* _READING PASSAGE_
*** Block opens ***
Genuine question: why is everyone rolling out their own sandbox wrappers around VMs/Docker for agents?
Because of findings like this
https://www.anthropic.com/research/small-samples-poison
(A small number of samples can poison LLMs of any size) to save clicks to read the headline
The way I think of it is, coding agents are power tools. They can be incredibly useful, but can also wreak a lot of havoc. Anthropic (et al) is marketing them to beginners and inevitably someone is going to lose their fingers.
My experience is that neither has a good UX for what I usually try to do with coding agents. The main problem I see is setup/teardown of the boxes and managing tools inside them.
It all feels like temporary workflow fixes until The Agent Companies just ship their opinionated good enough way to do it.
Because people want to run agents in yolo mode without worrying that it's going to delete the whole computer.
And once you put the agent in a VM/container it's much easier to run 10 of them in parallel without mutual interference.
*** Block closes ***
* _PROVIDED RECORDS_
*** Block opens ***
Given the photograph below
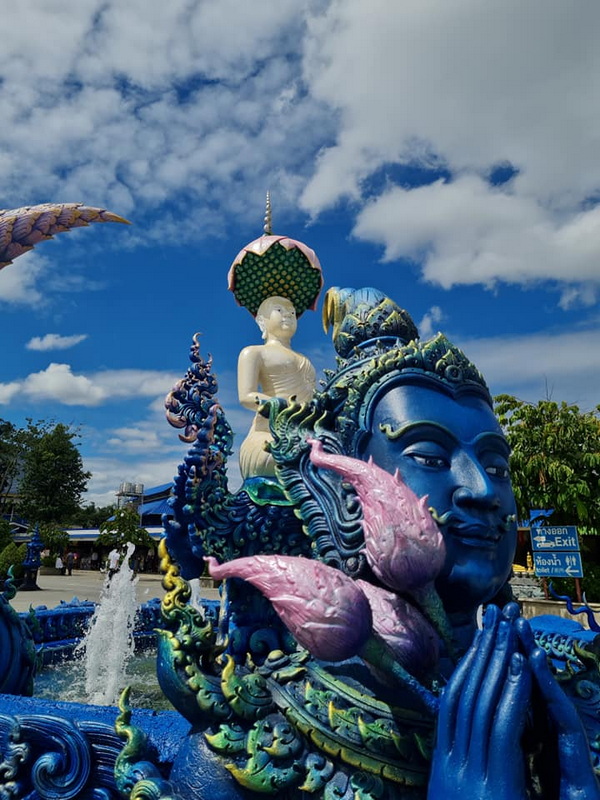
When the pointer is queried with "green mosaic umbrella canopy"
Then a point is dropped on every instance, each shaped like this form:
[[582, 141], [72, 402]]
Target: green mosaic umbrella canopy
[[276, 266]]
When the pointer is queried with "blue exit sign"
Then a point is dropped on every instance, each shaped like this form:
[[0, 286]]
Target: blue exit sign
[[554, 537], [558, 564]]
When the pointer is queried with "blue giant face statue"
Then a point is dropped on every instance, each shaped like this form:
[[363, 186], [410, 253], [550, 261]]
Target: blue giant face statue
[[453, 450]]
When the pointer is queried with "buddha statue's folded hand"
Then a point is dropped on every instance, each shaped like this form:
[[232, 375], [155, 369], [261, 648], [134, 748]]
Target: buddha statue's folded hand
[[482, 718]]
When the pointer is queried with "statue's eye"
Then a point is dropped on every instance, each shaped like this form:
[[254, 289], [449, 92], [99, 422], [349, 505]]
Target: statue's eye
[[432, 462], [498, 471]]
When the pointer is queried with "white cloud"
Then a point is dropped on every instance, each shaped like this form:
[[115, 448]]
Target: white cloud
[[430, 319], [147, 103], [18, 281], [8, 391], [468, 232], [565, 366], [466, 86], [54, 341], [58, 383]]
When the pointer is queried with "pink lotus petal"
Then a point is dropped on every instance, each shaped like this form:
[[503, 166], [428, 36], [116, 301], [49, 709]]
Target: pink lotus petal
[[324, 609], [403, 544], [405, 630]]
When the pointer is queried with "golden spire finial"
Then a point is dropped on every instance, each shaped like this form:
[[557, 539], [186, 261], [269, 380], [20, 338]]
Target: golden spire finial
[[267, 225]]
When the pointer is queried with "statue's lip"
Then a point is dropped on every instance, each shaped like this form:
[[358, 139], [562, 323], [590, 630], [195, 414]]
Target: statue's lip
[[476, 534]]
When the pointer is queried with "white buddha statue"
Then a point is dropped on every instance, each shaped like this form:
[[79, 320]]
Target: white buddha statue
[[268, 370]]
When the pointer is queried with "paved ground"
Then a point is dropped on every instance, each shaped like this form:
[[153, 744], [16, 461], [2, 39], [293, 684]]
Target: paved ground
[[86, 585]]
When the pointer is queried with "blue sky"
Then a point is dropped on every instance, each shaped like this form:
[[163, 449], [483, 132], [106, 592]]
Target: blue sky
[[446, 153]]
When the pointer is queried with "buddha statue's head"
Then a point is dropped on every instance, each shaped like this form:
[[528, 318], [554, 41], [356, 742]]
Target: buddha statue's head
[[424, 409]]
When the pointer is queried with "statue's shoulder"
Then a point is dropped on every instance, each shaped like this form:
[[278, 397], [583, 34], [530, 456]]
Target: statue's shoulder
[[251, 354]]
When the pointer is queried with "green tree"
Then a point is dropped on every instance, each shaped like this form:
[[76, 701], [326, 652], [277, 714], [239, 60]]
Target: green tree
[[53, 477], [91, 516], [54, 538], [5, 534], [555, 460], [14, 444], [13, 556], [122, 528]]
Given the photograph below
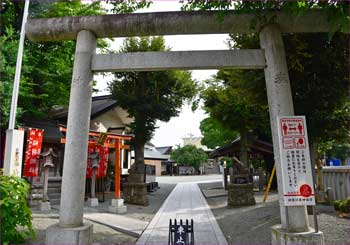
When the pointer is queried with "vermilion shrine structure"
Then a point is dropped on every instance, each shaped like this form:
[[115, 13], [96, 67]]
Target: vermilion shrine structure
[[271, 57]]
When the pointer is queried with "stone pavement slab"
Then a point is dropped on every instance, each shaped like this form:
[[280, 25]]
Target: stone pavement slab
[[130, 226], [185, 202]]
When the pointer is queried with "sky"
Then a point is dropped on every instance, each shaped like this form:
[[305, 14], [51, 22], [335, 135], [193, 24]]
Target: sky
[[171, 133]]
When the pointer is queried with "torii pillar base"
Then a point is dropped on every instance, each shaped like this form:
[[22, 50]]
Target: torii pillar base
[[56, 234], [117, 206], [281, 236]]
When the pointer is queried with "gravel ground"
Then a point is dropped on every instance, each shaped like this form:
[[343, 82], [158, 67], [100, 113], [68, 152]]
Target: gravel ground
[[252, 225], [103, 234]]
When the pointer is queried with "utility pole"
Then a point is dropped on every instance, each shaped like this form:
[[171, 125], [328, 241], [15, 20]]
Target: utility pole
[[14, 138]]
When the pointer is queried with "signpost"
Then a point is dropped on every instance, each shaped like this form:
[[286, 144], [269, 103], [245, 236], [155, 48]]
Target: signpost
[[298, 188], [13, 152]]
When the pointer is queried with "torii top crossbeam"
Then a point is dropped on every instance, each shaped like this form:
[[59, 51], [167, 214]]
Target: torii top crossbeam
[[173, 23]]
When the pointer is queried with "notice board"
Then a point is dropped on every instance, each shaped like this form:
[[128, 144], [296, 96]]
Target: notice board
[[298, 188]]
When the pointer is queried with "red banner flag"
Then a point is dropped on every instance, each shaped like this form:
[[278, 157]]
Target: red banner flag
[[34, 142]]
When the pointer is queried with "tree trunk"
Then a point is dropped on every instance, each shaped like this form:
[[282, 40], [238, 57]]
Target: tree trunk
[[244, 147]]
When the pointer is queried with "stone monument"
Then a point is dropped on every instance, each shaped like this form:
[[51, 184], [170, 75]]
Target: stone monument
[[240, 188]]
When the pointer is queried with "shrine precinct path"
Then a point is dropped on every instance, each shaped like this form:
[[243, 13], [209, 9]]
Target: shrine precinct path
[[186, 201]]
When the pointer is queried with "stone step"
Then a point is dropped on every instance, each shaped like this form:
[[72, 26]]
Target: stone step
[[54, 195], [55, 201]]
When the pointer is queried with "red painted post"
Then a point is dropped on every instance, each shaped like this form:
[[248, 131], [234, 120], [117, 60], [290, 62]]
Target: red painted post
[[117, 168]]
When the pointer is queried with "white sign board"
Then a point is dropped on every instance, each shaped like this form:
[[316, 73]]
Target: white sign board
[[298, 188], [13, 152]]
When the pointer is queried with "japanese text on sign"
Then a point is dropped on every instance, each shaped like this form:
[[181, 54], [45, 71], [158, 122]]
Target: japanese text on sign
[[34, 142], [297, 180]]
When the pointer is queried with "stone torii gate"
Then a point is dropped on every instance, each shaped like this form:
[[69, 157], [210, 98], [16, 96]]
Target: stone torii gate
[[271, 58]]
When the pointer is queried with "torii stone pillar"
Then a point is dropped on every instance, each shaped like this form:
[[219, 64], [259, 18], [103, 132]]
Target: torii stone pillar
[[71, 229], [295, 228]]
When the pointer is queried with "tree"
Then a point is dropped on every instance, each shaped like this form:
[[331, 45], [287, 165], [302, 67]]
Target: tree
[[46, 67], [189, 155], [215, 134], [318, 68], [150, 96], [237, 100]]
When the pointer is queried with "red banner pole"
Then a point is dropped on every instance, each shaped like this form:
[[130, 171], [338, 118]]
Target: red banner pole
[[117, 168]]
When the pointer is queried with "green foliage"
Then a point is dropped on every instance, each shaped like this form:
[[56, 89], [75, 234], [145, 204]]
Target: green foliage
[[215, 134], [237, 98], [318, 70], [189, 155], [150, 96], [319, 74], [337, 11], [16, 216], [128, 6], [46, 67], [228, 160]]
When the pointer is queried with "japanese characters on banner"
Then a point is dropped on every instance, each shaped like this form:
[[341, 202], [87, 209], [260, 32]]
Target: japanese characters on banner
[[34, 142], [102, 164], [298, 189]]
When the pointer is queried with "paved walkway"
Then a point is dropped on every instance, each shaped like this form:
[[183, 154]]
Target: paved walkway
[[184, 202]]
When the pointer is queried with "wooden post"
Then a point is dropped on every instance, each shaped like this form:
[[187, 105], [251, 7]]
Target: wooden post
[[117, 168]]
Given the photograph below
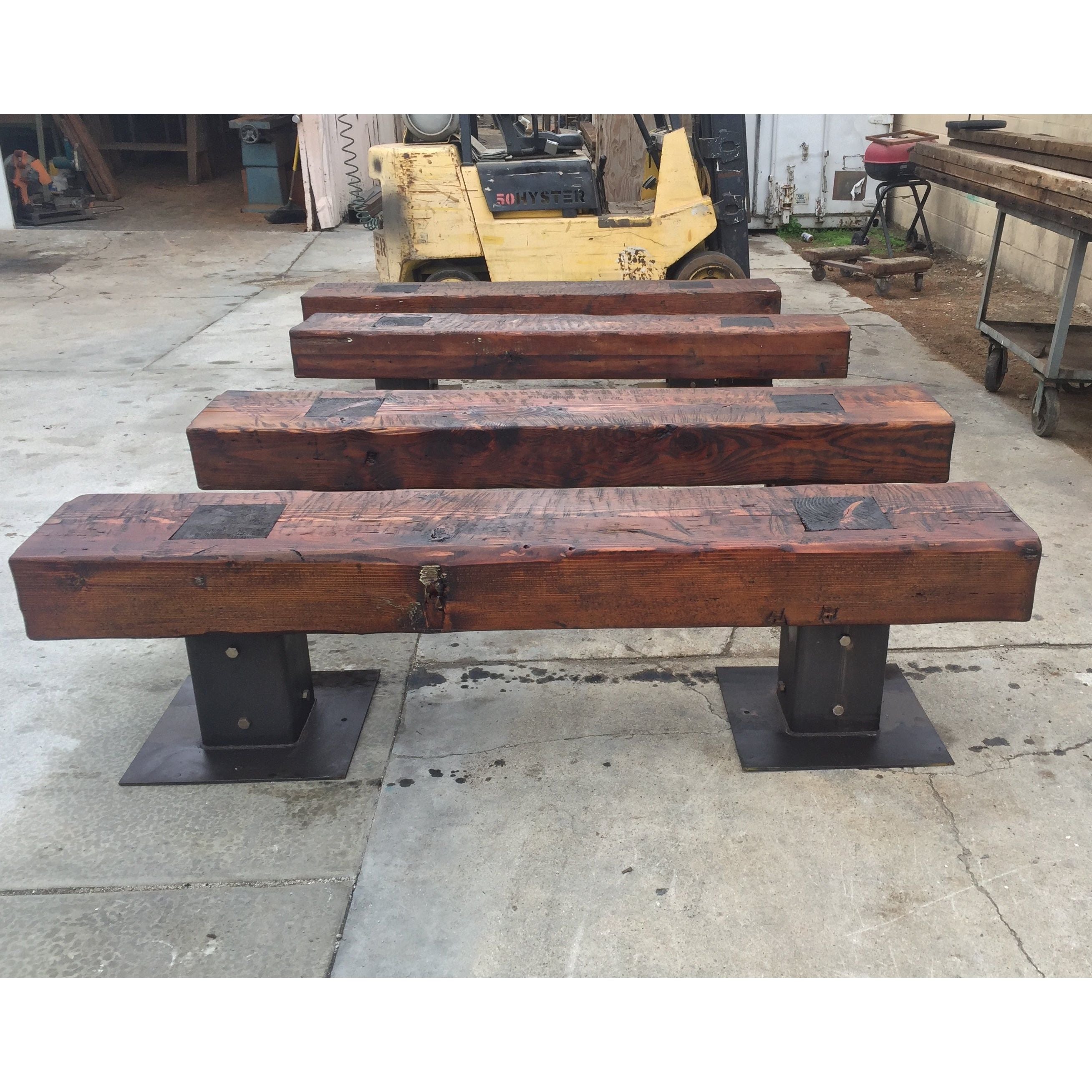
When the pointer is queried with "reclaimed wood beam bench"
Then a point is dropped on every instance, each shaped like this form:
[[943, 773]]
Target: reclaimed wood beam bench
[[412, 351], [568, 437], [758, 296], [245, 577]]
*** Block closes ***
* _EXERCISE TASKS_
A) From the discussion of sandboxing coding agents, return the passage beginning at the words that contain "Because of findings" and ending after "tools inside them.".
B) Write the next part of the discussion of sandboxing coding agents, picking up after its final comment.
The listing is taken from a different source than the discussion of sandboxing coding agents.

* _ANSWERS TO THE EXERCISES_
A)
Because of findings like this
https://www.anthropic.com/research/small-samples-poison
(A small number of samples can poison LLMs of any size) to save clicks to read the headline
The way I think of it is, coding agents are power tools. They can be incredibly useful, but can also wreak a lot of havoc. Anthropic (et al) is marketing them to beginners and inevitably someone is going to lose their fingers.
My experience is that neither has a good UX for what I usually try to do with coding agents. The main problem I see is setup/teardown of the boxes and managing tools inside them.

B)
I know, right? The day I initially thought about posting this, there was another one called `yolo-box`. (That attempt--my very first post--got me instantly shadow-banned due to being on a VPN, which led to an unexpected conversation with @dang, which led to some improvements, which led to it being a week later.)
I think it's the convergence of two things. First, the agents themselves make it easier to get exactly what you want; and second, the OEM solutions to these things really, really aren't good enough. CC Cloud and Codex are sort of like this, except they're opaque and locked down, and they work for you or they don't.
It reminds me a fair bit of 3D printer modding, but with higher stakes.